**Dokumentabschnitt**

Zwei F-16 bei einer NATO-Übung
Die F-16 (hier von den polnischen Streitkräften) ist der meistgenutzte Kampfjet der Welt.
AFP/JOHN THYS

Sucht man nach einem Produkt, mit dem sich die Bedeutung der F-16 in der westlichen Welt vergleichen lässt, drängt sich ein Volkswagen-Golf auf. Der VW gilt als solide, praktisch und tut genau das, was er soll, nicht mehr, nicht weniger. Er kommt dabei nicht als Supersportwagen mit unglaublicher Beschleunigung daher und ist auch nicht besonders luxuriös ausgestattet. Genau so ist es mit der F-16 auch: Jahrelang erprobt, grundsolide, sie erledigt ihre Aufgaben, und sie ist vor allem ein Massenprodukt. Mit exakt 4.604 produzierten Exemplaren sind 15 Prozent aller aktiven Kampfjets auf dem Planeten vom Typ F-16.

Die "Fighter Mafia"

Einen Fehler darf man aber nicht machen: anzunehmen, die F-16 sei jung. Die Ursprünge gehen auf den Vietnamkrieg zurück. Dort mussten die USA lernen, dass sie die Entwicklung von Luftkämpfen falsch eingeschätzt hatten. Mit damals neuer Raketentechnologie und immer genauer arbeitenden Radarsystemen gingen die US-Militärs davon aus, dass Luftkämpfe auf viele Kilometer Entfernung außerhalb des Sichtbereichs der Pilotinnen und Piloten stattfinden würden. Doch über Südostasien erwies sich genau das Gegenteil als der Fall: Luftkämpfe, oder Dog-Fights, wurden immer noch im relativen Nahbereich entschieden. Wer seinen Gegner ausmanövrieren konnte, war im Vorteil. Also begann die sogenannte "Fighter Mafia", eine Gruppe von Zivilisten und Offizieren der US-Air Force, die Denke der damaligen Zeit zu unterwandern. Mathematische Gleichungen wurden entwickelt, um das Verhalten von Kampfjets zu beschreiben.

**Erklärtes Ziel**
Tippst du aus dem Text über die F-16 alles von „Zwei F-16 bei“ bis hinunter zu „vom Typ F-16.“ ab, ohne ein Zeichen zu ändern? Das Material spielt hierfür keine Rolle.

**Bereitgestellte Daten**
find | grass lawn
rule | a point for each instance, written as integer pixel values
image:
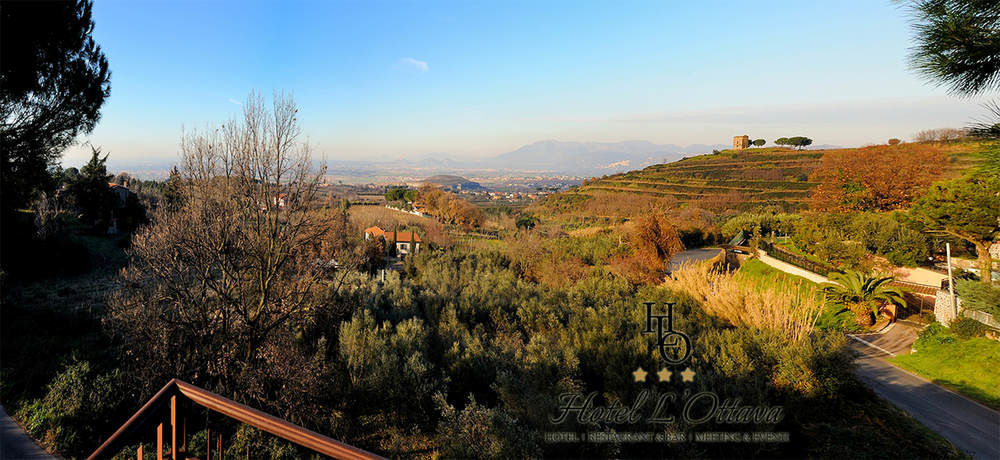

**Antwort zur Aufgabe**
Zwei F-16 bei einer NATO-Übung
Die F-16 (hier von den polnischen Streitkräften) ist der meistgenutzte Kampfjet der Welt.
AFP/JOHN THYS

Sucht man nach einem Produkt, mit dem sich die Bedeutung der F-16 in der westlichen Welt vergleichen lässt, drängt sich ein Volkswagen-Golf auf. Der VW gilt als solide, praktisch und tut genau das, was er soll, nicht mehr, nicht weniger. Er kommt dabei nicht als Supersportwagen mit unglaublicher Beschleunigung daher und ist auch nicht besonders luxuriös ausgestattet. Genau so ist es mit der F-16 auch: Jahrelang erprobt, grundsolide, sie erledigt ihre Aufgaben, und sie ist vor allem ein Massenprodukt. Mit exakt 4.604 produzierten Exemplaren sind 15 Prozent aller aktiven Kampfjets auf dem Planeten vom Typ F-16.